__作業内容__
a. 次の(i)〜(iii)が業務分析の本文の内容と合っているか、それぞれ「はい」か「いいえ」で答え、判断の根拠となる本文の語句をそのまま引用せよ。(i) 業務プロセスの課題の多くは、現場の担当者がよく理解している。(ii) ヒアリングは必ず担当者を別室に呼び出して行うべきだ。(iii) 業務担当者へのヒアリングでは、10のポイントに注意するとよい。
b. 業務分析の本文から、「?」で終わる問いかけをすべて抜き出せ。
c. 業務分析の本文を、最後の文の後から書き継げ。

__本文__

業務分析の目的は、今ある業務プロセスのありのままの姿を整理し、その業務プロセスをどのように改善したいかを明確にすることです。そこには、業務プロセスに介在する問題を把握するというアクションも含まれています。そこで積極的に実践していただきたいのが「現場へのヒアリング」です。

業務プロセスが持つ課題の多くは、現場の担当者がよく理解しています。難しく考える必要はなく、業務担当者に「この仕事は簡単ですか?何か困っていることはありませんか?」などの質問を投げかければよいのです。その際は、改めて別室に呼び出すのではなく、現場に足を運んでヒアリングすることが大切です。実際に業務を行っている環境の中でヒアリングを行った方が、リラックスして質問に答えることができますし、ありのままの情報を知ることができます。ただし、業務責任者から何らかの圧力がかかっていそうだと判断した場合は、別室でヒアリングする方が本音を聞ける可能性があります。

業務担当者にヒアリングする際は、下記6つのポイントに注意すればより良い情報を収集できます。

  1. ビジネスルールが不明確で、停滞や遅延は起こっていないか?

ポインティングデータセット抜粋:
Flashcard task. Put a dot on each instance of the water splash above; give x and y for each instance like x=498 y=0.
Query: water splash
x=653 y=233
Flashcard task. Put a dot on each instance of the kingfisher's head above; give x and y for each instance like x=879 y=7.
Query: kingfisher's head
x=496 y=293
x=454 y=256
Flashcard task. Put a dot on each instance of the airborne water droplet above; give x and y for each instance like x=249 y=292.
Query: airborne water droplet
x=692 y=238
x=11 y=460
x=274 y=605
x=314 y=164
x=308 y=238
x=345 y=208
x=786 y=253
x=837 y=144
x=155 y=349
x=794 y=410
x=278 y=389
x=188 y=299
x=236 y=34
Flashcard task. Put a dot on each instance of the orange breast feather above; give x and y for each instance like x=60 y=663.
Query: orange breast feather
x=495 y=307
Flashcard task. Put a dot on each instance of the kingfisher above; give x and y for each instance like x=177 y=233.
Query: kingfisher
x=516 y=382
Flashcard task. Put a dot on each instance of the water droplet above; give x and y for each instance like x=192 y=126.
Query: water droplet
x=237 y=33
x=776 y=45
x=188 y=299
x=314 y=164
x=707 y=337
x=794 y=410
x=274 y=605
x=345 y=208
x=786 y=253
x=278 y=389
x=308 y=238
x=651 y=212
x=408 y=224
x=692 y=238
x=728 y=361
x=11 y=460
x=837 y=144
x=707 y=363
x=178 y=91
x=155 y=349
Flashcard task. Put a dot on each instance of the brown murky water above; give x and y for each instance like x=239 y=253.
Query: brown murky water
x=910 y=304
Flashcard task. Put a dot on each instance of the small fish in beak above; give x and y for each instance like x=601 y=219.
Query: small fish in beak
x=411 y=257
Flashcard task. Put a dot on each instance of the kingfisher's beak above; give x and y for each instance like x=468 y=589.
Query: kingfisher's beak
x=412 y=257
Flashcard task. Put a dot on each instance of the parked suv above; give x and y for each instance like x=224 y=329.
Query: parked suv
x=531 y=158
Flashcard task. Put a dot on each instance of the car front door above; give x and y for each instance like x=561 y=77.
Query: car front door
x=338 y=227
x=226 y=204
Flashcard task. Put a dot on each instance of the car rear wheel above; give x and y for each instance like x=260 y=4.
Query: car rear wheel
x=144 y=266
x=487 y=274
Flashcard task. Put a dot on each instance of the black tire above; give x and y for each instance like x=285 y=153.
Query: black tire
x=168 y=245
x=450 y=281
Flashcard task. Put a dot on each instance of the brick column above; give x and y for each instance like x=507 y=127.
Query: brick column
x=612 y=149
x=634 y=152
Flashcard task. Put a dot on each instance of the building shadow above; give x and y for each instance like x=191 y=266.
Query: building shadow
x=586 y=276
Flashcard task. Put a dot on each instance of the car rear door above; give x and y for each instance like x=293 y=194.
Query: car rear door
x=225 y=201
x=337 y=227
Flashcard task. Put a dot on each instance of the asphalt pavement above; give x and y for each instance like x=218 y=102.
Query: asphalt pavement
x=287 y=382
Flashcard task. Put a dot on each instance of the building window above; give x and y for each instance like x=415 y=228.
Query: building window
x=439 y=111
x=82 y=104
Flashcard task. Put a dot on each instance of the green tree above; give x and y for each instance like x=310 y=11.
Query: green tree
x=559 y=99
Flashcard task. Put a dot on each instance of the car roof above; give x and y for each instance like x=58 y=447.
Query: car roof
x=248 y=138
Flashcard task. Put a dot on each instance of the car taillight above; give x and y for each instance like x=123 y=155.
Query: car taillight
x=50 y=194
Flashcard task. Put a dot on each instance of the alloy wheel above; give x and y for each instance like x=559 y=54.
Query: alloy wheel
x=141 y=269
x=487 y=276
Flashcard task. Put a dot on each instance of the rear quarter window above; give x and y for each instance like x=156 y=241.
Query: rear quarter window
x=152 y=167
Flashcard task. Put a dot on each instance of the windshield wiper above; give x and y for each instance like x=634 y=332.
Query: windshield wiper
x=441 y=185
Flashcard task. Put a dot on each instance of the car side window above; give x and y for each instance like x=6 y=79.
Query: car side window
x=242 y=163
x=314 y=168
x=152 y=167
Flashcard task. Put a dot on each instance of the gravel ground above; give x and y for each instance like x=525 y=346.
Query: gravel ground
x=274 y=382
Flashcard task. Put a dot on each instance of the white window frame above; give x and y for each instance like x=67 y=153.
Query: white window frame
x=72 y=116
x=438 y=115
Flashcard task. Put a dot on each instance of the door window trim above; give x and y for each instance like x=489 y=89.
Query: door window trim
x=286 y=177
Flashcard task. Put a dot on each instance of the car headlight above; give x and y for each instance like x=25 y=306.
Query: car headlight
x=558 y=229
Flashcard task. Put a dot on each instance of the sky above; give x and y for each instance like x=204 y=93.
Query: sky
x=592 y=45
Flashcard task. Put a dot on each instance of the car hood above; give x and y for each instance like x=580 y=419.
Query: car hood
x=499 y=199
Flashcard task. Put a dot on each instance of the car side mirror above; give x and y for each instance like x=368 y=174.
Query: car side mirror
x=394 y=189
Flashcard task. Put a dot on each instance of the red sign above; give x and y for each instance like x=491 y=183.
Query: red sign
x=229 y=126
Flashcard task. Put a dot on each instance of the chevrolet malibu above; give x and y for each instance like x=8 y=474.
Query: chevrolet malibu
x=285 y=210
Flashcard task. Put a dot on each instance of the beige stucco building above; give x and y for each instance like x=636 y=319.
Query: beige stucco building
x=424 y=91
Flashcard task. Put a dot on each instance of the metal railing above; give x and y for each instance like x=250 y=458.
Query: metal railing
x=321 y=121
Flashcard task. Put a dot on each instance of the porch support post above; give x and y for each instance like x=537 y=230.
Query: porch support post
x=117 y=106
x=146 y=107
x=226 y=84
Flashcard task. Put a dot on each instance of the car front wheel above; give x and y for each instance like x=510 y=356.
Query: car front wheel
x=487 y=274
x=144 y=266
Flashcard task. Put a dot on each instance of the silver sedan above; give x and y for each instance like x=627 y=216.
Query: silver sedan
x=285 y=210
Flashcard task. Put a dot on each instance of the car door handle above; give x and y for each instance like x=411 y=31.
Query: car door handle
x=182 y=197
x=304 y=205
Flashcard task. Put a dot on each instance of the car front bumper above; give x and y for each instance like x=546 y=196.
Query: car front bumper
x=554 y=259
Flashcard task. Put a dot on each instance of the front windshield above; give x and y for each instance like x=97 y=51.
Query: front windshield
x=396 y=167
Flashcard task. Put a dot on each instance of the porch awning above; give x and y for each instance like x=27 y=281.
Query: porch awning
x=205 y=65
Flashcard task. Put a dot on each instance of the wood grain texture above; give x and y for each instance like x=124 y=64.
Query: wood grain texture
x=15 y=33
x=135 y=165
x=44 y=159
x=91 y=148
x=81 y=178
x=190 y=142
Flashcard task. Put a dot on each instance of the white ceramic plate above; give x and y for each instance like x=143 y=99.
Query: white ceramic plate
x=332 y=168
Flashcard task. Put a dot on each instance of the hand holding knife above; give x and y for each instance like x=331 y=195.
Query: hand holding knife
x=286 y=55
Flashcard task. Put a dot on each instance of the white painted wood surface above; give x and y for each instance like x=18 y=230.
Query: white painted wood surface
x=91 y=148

--

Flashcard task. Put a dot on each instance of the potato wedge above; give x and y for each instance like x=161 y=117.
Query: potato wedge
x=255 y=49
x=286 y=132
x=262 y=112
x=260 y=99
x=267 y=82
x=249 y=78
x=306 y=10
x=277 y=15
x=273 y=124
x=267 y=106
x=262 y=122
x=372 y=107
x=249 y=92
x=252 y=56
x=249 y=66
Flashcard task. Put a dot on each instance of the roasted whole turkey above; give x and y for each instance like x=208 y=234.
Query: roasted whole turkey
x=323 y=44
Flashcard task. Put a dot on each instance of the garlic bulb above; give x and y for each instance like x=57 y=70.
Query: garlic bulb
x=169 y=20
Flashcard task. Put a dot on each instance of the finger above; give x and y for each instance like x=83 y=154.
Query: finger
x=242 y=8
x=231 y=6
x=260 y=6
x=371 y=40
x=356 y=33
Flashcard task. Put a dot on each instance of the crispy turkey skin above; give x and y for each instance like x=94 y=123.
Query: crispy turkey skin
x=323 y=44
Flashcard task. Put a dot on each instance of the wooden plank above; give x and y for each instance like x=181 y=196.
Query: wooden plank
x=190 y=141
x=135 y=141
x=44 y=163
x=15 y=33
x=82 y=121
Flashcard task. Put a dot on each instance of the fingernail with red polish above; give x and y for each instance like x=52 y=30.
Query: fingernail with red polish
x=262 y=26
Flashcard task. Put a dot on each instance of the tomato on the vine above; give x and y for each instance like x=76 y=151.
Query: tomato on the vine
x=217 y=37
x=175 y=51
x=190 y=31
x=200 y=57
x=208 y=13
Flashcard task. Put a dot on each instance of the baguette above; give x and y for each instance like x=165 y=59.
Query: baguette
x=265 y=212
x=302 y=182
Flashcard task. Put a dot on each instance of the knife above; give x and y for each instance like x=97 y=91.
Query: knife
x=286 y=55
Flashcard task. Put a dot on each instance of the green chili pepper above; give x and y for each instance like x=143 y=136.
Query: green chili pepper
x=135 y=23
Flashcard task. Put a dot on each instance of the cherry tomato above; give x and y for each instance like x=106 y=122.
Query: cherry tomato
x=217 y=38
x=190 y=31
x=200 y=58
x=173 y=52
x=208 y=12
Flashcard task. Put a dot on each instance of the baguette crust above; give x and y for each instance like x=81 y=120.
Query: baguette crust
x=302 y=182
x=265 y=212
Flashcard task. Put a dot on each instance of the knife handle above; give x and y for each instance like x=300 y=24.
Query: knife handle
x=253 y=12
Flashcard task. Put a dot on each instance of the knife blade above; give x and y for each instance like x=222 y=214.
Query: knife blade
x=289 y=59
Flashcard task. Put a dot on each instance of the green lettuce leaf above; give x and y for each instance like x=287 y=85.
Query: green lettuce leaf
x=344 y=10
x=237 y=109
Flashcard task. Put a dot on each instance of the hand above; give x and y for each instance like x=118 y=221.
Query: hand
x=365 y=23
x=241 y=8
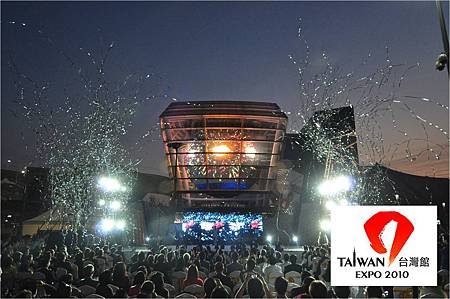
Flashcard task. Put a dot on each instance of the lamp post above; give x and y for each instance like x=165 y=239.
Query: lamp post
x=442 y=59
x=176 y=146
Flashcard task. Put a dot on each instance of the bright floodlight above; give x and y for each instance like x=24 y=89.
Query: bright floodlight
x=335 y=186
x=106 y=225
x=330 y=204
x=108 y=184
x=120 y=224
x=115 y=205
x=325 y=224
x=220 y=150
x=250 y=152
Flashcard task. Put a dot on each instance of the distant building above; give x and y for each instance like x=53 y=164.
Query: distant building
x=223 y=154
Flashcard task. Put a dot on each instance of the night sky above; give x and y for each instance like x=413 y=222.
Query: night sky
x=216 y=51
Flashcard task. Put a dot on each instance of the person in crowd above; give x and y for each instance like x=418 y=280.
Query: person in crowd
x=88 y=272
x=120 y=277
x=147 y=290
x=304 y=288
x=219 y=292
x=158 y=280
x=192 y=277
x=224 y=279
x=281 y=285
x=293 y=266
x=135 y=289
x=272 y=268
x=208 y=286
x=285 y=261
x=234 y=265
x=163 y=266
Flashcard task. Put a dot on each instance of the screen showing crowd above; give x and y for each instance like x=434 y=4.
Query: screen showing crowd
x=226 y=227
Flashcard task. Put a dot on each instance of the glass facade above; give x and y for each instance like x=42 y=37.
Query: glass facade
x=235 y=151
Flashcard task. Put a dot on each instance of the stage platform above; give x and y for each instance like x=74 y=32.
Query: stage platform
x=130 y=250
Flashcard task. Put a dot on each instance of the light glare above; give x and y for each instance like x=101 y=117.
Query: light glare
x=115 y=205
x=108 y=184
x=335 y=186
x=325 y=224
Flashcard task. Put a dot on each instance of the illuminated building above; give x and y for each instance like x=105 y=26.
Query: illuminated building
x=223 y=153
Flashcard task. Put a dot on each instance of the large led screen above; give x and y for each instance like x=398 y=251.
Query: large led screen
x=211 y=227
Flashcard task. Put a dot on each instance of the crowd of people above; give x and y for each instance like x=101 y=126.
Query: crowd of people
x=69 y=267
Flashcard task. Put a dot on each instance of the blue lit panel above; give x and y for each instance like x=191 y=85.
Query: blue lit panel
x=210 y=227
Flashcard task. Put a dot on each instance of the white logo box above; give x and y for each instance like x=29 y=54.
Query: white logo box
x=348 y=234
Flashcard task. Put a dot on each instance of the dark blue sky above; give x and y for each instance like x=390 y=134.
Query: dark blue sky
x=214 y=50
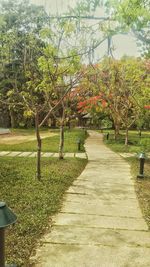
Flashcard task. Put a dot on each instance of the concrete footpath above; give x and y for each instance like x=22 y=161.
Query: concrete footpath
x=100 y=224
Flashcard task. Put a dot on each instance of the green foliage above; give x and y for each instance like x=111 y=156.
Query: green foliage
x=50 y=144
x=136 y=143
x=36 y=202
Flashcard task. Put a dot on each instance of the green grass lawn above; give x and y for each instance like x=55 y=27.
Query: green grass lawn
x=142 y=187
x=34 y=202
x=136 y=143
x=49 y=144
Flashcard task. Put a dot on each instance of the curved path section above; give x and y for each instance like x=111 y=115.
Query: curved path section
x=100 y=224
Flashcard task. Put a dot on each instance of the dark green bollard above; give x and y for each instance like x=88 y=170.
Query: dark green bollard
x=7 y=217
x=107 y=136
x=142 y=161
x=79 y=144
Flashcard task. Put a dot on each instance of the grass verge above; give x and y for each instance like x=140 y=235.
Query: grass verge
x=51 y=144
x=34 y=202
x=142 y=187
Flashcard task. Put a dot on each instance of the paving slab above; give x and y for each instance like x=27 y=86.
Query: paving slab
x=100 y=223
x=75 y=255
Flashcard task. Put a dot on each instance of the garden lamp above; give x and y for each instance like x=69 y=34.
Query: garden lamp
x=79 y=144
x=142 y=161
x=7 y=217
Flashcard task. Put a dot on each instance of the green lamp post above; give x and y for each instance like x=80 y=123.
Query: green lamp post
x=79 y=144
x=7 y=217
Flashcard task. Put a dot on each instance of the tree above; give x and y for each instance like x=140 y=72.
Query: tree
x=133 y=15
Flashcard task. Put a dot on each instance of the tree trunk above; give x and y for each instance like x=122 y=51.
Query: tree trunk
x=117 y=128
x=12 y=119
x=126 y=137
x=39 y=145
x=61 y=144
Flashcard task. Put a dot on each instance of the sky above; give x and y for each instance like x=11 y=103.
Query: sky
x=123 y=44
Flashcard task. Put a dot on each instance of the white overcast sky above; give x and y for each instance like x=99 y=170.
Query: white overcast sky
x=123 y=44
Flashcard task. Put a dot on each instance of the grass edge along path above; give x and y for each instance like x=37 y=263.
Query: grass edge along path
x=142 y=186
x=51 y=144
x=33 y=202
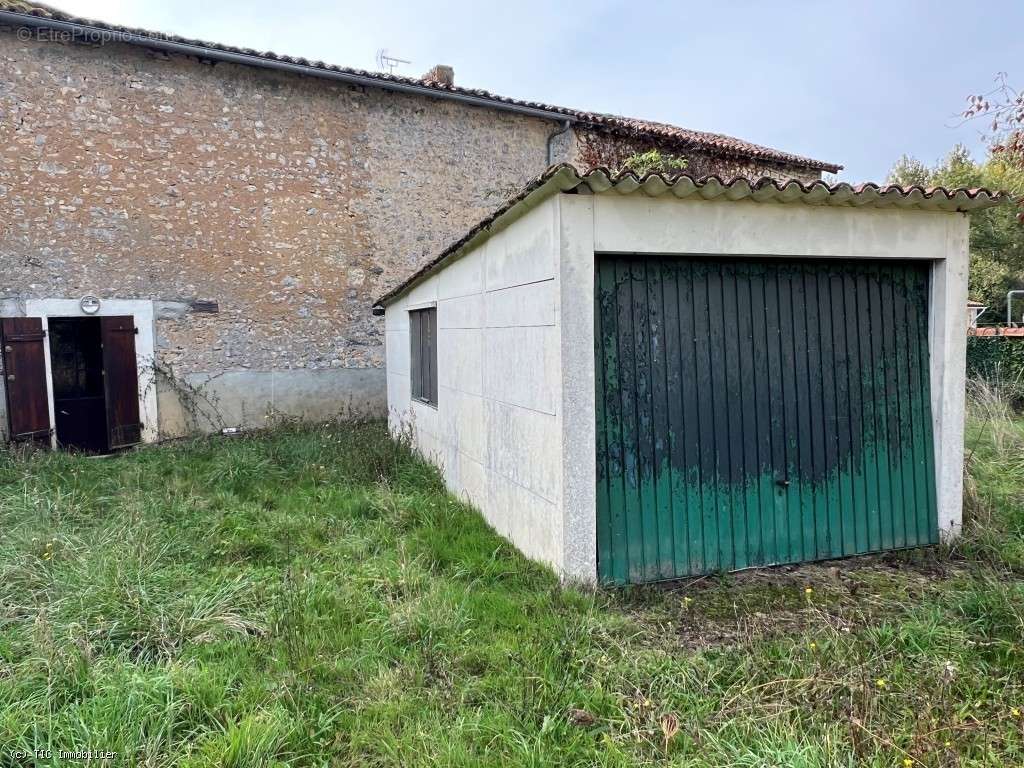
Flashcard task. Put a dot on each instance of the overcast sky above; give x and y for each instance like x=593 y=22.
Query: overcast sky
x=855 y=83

__解答__
a.
(i) はい。「業務プロセスが持つ課題の多くは、現場の担当者がよく理解しています。」
(ii) いいえ。「改めて別室に呼び出すのではなく、現場に足を運んでヒアリングすることが大切です。」
(iii) いいえ。「下記6つのポイントに注意すればより良い情報を収集できます。」

b.
「この仕事は簡単ですか?」
「何か困っていることはありませんか?」
「ビジネスルールが不明確で、停滞や遅延は起こっていないか?」

c.
  2. 本来業務ではなく、代行業務を担っている認識からくる問題はないか?
  3. 特定の担当者のスキルに依存している問題はないか?
  4. 慣習や伝統によって生じている問題はないか?
  5. 人材リソースに限界がきている業務はないか?
  6. 部門間の連携不足によって起きている問題はないか?

業務プロセス改善に有効な業務分析を

いかがでしょうか?業務分析のアプローチはたくさんありますが、大切なのはいずれも業務プロセス改善に繋がるようなアクションを取ることです。意味のない分析は時間とコストを浪費するだけなので、「この業務分析は業務プロセス改善に繋がるだろうか?」と常に考えながら分析を行っていきましょう。